The records below are to be retyped in full, without any alteration.

[Data entries]
★ ★ ★ ★

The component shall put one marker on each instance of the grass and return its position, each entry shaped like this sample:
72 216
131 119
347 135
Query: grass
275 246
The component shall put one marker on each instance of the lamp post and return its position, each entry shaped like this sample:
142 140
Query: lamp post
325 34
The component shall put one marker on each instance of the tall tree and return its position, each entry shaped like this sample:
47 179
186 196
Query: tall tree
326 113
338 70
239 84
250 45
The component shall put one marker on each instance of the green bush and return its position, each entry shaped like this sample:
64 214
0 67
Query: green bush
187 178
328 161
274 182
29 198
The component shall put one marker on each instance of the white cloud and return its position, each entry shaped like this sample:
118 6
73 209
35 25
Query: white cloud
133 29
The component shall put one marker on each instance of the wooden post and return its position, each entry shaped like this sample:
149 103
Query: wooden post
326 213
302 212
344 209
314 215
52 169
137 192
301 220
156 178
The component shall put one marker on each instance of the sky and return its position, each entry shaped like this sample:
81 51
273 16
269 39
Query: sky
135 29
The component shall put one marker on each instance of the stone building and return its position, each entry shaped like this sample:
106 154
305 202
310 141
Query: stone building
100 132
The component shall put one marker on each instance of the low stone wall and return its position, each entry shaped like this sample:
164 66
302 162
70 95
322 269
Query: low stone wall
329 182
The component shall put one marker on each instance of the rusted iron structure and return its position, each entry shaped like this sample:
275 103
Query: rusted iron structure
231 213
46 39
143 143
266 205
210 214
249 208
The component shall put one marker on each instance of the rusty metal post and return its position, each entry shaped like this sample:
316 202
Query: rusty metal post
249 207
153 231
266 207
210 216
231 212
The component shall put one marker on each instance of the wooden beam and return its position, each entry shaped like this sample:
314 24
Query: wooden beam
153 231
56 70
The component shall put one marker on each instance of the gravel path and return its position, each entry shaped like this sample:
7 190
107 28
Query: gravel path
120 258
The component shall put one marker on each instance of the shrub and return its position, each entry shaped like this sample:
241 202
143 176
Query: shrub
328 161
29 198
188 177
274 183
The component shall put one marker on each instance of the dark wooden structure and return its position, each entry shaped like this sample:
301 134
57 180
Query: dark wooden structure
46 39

★ ★ ★ ★

## ANSWER SPACE
The component shall put one marker on each instance of the grass and return its position, each entry shaped like this sample:
72 216
131 119
347 135
Query: grass
275 246
The component shall put one marker on each instance of the lamp post and return its position, each entry shaped like this sample:
142 140
Query: lamp post
325 34
The component shall put one marker on each instance of the tall tree and return its position, each entry shaped like this sample:
47 179
186 196
Query: tall tree
326 113
338 70
239 84
250 45
The component shall put one marker on each instance of the green bush and return its position, each entry shaped like this sample:
64 214
0 67
Query: green bush
187 178
328 161
274 182
29 198
The component shall put one marker on each instance of the white cloud and return its position, each entry shaped like this sample:
118 6
73 209
35 25
Query: white cloud
133 29
The component shall put one marker on each instance of the wooden post and return its position, each entry shaped like this sample:
149 103
Query: wooden post
326 213
302 212
344 209
314 215
52 169
137 192
301 220
156 178
The component shall put one marker on each instance of the sky and return its position, each entry shaped like this sample:
81 51
273 16
269 39
Query: sky
135 29
The component shall put one marker on each instance of the stone building and return its position, each entry shaped like this sample:
106 154
305 202
310 141
Query: stone building
100 132
The component shall put one marker on each instance of the low stone wall and return its position, each entry shaped like this sample:
164 66
302 162
70 95
322 269
Query: low stone wall
329 182
The component shall put one marker on each instance of the rusted iron structure and return its position, each entry shaped like this sample:
275 103
Query: rusted iron structure
231 213
46 39
143 143
266 205
210 214
249 208
The component shall put one marker on each instance of the rusty metal post and return its position, each entry shaped like this sample:
316 202
Query: rusty metal post
249 207
153 231
266 207
210 216
231 212
The component shall put one marker on each instance of the wooden beam and return its position, each entry shaped like this sample:
314 24
Query: wooden beam
153 231
56 70
The component shall put one marker on each instance of the gravel path and return its position, each entry shaped like this sample:
7 190
107 28
Query: gravel path
120 258
The component shall put one marker on each instance of the shrub and return its position, each entry shaped like this sample:
241 202
143 176
Query: shrub
328 161
29 198
188 177
274 183
The component shall put one marker on each instance of the dark wooden structure and return its position, each entry shaped like this sample:
301 134
57 180
Query: dark wooden structure
46 39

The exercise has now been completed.